# Start of Source material
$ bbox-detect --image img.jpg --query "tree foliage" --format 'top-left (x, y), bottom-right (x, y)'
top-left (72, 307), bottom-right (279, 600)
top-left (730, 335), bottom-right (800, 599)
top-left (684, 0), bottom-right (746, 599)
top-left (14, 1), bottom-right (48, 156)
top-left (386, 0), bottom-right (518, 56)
# End of Source material
■ **What needs to be done**
Rewrite every line of the items with "tree foliage" replaced by "leafy branches", changing nothing else.

■ **Reply**
$ bbox-detect --image img.jpg --query "leafy branches" --format 'top-left (x, y), bottom-right (x, y)'
top-left (72, 307), bottom-right (279, 600)
top-left (730, 335), bottom-right (800, 599)
top-left (684, 0), bottom-right (746, 599)
top-left (14, 1), bottom-right (48, 156)
top-left (386, 0), bottom-right (518, 56)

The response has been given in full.